**Task set**.
A - Answer these questions from the commentary on Iraq coverage, one answer a line, marked as the questions are.
(i) What group does the commentary say overran Iraqi cities this month?
(ii) In what publication did Robert Kagan's treatise appear?
(iii) Who wrote the New York Times article about Kagan?
B - Write the next part of the commentary on Iraq coverage, starting right after its last sentence.

**Supplied passage**.
============

If Walt is correct, then these foreign policy institutions, as well as the mainstream media, were pretty irresponsible in the days following the domino-like overrun of Iraqi cities by Sunni-led ISIS (Islamic State of Iraq and Syria) this month. While the very architects and defenders of the Bush Administration’s War in Iraq were scheduled in rapid succession on that first weekend’s round of talk shows, The New York Times actually sent a reporter out to Robert Kagan’s house to talk about his exhausting New Republic treatise promoting – again – America as both the reluctant and righteous superpower that must intervene to keep the world right.

In the NYT article, “Events in Iraq Open Door for Interventionist Revival, Historian Says,” Jason Horowitz takes a sycophantic turn on the shopworn story of the “Kagan clan,” and while Iraq is literally burning, expends precious ink telling us “Mr. Kagan, who often works in a book-lined studio of his cedar home here in the Washington suburbs, exudes a Cocoa-Puffs-pouring, stay-at-home-dad charm.”

============

**Record set**.
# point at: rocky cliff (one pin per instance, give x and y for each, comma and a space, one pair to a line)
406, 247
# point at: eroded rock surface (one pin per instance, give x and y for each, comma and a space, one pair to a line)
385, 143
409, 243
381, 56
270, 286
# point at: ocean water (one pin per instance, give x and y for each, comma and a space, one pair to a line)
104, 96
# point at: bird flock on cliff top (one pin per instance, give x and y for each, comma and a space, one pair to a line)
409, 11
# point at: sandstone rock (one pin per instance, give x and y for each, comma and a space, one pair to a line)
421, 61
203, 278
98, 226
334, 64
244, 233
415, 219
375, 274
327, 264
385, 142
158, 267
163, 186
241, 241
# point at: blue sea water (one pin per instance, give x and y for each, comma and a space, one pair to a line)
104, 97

============

**Replies**.
A -
(i) Sunni-led ISIS (Islamic State of Iraq and Syria)
(ii) The New Republic
(iii) Jason Horowitz

B -
If that weren’t cringeworthy enough, there is a color photo of Professor Coco-Puff in his one-percenter studio in the Washington ’burbs, and a line about how he fell in love with his now-Assistant Secretary of State wife Victoria Nuland, “talking about democracy and the role of America in the world.”

But the swift rebuke of Kagan, his family and ilk in the last week indicates that, like the Twisted Sister declaration of war against the shackles of self expression in the 1980’s, “we’re not going to take it anymore,” the sorry predominance of the warmonger in our mainstream discourse – at least on the issue of Iraq – is coming to an end.

“With Iraq in the news again, a whole host of war boosters have re-entered the public conversation, despite their utter lack of credibility,” wrote Slate’s Jamelle Bouie “Neocons deserve one thing: to be ignored.”

The Atlantic’s James Fallows, who has been criticizing the Washington media hive for decades, is usually a soft touch. But the re-emergence of the folks like Paul Wolfowitz, Bill Kristol and Robert Kagan’s little brother Fred Kagan appeared to set his teeth on edge.

“We now live with (and many, many people have died because of) the consequences of their gross misjudgments a dozen years ago,” he wrote last week.

“In the circumstances, they might have the decency to shut the hell up on this particular topic for a while. They helped create the disaster Iraqis and others are now dealing with. They have earned the right not to be listened to.”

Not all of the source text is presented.